Data excerpts section start

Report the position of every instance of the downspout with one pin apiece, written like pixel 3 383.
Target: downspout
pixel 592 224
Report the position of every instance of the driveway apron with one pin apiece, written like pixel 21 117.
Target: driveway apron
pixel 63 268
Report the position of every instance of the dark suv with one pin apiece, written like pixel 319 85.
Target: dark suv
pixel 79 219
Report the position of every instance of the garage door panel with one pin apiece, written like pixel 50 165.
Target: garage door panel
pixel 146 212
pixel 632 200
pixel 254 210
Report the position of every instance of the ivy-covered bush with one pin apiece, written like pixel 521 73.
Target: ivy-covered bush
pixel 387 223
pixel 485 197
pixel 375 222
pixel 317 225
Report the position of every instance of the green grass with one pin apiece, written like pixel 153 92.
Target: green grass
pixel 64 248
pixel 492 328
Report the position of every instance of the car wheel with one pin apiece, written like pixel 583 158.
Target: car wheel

Data excerpts section end

- Exercise aim -
Reprint every entry exactly.

- Solution for this problem -
Report the position of every instance of the downspout with one pin apiece, written like pixel 3 383.
Target: downspout
pixel 592 224
Report the position of every instance of the driveway apron with one pin apiece, written like pixel 21 117.
Target: driveway apron
pixel 63 268
Report the position of every instance of the dark suv with one pin apiece, written like pixel 319 85.
Target: dark suv
pixel 79 219
Report the position of every instance of the garage door panel with one pin apiece, written like pixel 50 165.
Target: garage door panel
pixel 146 212
pixel 632 200
pixel 254 210
Report the position of every instance of the ivy-covered bush with one pin apiece, written like pixel 521 73.
Target: ivy-covered bush
pixel 387 223
pixel 485 197
pixel 375 222
pixel 317 225
Report the position of every instance of the green grass with one pin apiece, written like pixel 153 92.
Target: green grass
pixel 64 248
pixel 492 328
Report the position of every instance of the car wheel with one pin apiece, written like pixel 583 158.
Target: car wheel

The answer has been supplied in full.